-- Excerpted data --
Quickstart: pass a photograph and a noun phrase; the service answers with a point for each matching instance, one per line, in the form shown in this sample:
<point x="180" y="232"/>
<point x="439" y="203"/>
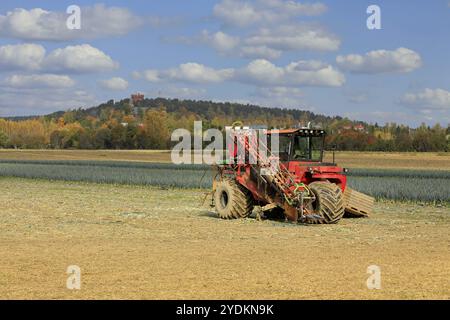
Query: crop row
<point x="434" y="186"/>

-- Required work --
Nothing but the records, repeated exactly and stripped of pictures, should appear in the answer.

-- The answer --
Quickstart: pass a photograph and a noun phrase; the service answers with a point for each matching instance, one per line, in the form shown in this sample:
<point x="180" y="232"/>
<point x="439" y="203"/>
Query: crop row
<point x="434" y="186"/>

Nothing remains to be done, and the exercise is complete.